• Exercise objective:
Copy, from the entries below, each line in which the string "target" appears.

• Provided entries:
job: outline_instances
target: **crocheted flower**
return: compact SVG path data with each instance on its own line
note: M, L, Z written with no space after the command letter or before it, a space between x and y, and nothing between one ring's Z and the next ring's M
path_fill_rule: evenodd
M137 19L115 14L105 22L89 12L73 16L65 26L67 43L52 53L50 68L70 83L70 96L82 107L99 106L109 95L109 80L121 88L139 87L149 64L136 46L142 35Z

...

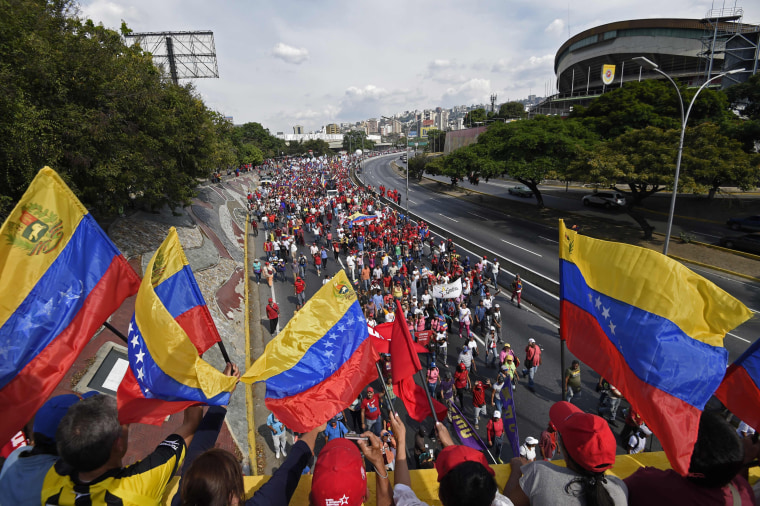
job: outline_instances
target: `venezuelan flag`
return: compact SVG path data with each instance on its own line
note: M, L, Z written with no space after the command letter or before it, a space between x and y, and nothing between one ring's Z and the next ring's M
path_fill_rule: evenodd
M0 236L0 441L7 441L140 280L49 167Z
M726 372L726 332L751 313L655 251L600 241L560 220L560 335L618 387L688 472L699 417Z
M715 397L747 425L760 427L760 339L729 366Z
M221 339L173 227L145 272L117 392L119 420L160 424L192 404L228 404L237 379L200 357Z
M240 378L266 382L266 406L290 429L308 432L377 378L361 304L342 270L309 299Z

• Task answer:
target: **crocheted flower**
target: `venezuelan flag`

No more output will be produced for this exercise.